Stored data entries:
____

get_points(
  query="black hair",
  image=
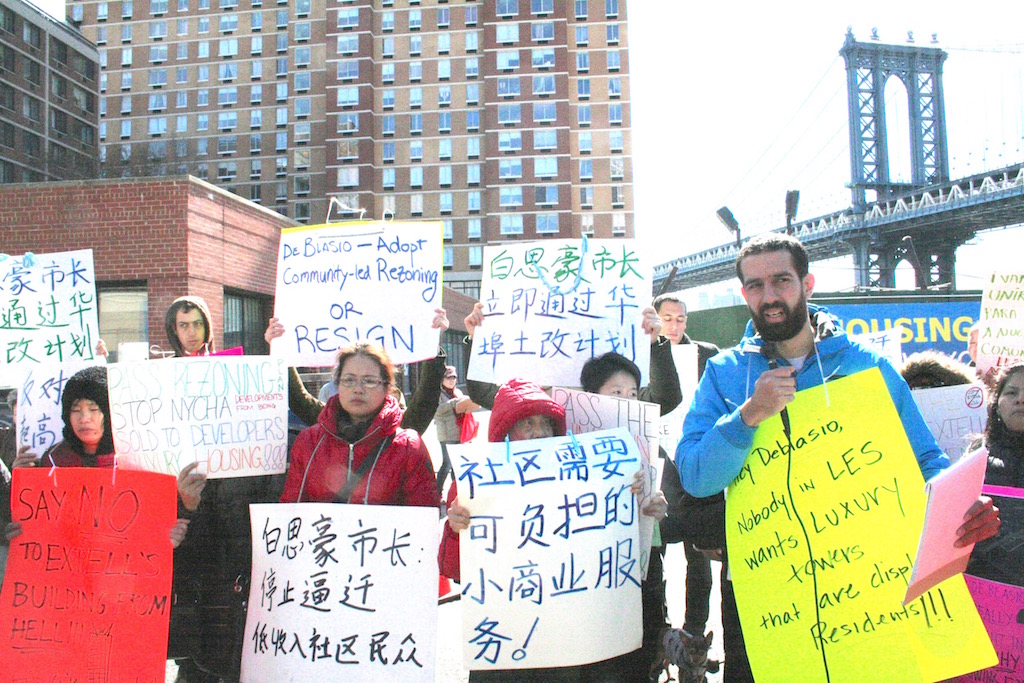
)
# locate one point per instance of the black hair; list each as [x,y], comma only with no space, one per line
[90,384]
[772,242]
[600,369]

____

* About this exercise *
An exact copy of every line from the one containing "# locate one" through the last line of the entries is required; please add nothing.

* Solution *
# locate one point per instance of the black hair; list each as [x,y], comma only with no space, one per line
[90,384]
[772,242]
[600,369]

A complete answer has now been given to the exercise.